Monday, May 20, 2013

Second Shade of Grey--Bach Piano Transcriptions

The second shade of grey takes us to the father, or perhaps mother, of it all, Johann Sebastian Bach. And it takes us, specifically, to his lyric, or song-like side.
It’s a good way to know Bach, to start to understand him. Because yes, he can be the most cerebral, the most theoretical of composers; he’s a composer that every mathematician loves. But make no mistake about it, he’s also a composer who is surprisingly song-like, who can just deliver up a beautiful melody, something you’ll sing all day.
He was also a guy who was a church musician, so he knew how to serve up, and then dress up, a simple hymn. But let’s go back.
He was born in 1685 in Eisenach, a town in Germany, into a family of musicians. His father was director of the musicians in the town, all his uncles were professional musicians. One of them, Johann Cristoph Bach, took Bach in at age ten when his father died (his mother had died eight months earlier), and introduced him to the organ. Bach then attended the St. Michael’s School in Lüneburg, graduated, and then obtained a position as a court musician in the chapel of Duke Ernst of Weimar. He did that for a few years, grew a bit dissatisfied and decided to take a hike.

> Problems to solve
(a) In the post on Bach, who took Bach in at age ten after his father died?
(b) Write out the passage of the post on Bach word for word, starting at "Second Shade of Grey--Bach" and ending at "sing all day.".

> Data excerpt
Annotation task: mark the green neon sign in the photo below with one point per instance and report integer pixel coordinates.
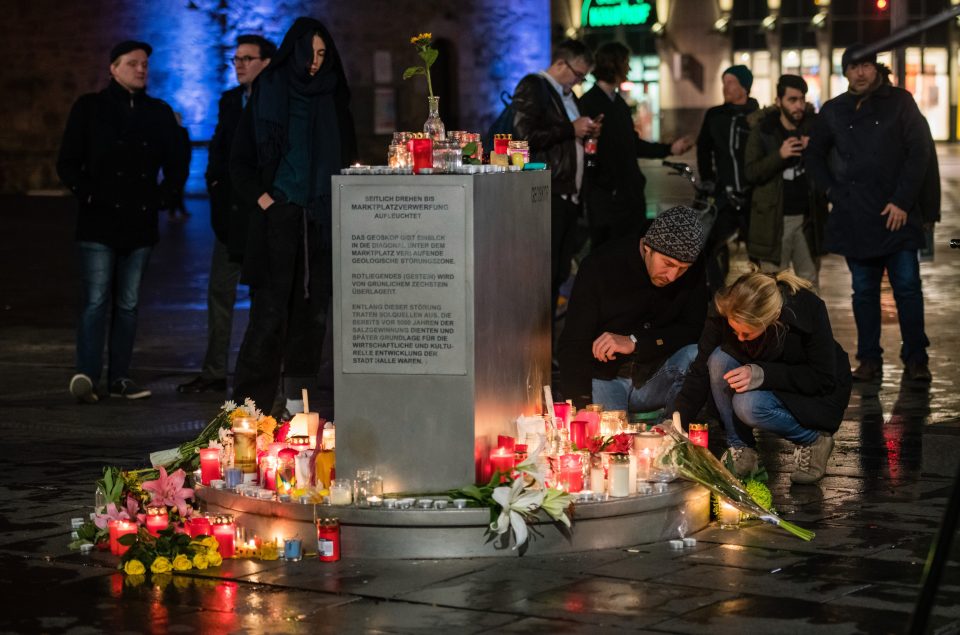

> Responses per task
(a) His uncle Johann Cristoph Bach, a professional musician, took him in.

(b)
Second Shade of Grey--Bach Piano Transcriptions

The second shade of grey takes us to the father, or perhaps mother, of it all, Johann Sebastian Bach. And it takes us, specifically, to his lyric, or song-like side.
It’s a good way to know Bach, to start to understand him. Because yes, he can be the most cerebral, the most theoretical of composers; he’s a composer that every mathematician loves. But make no mistake about it, he’s also a composer who is surprisingly song-like, who can just deliver up a beautiful melody, something you’ll sing all day.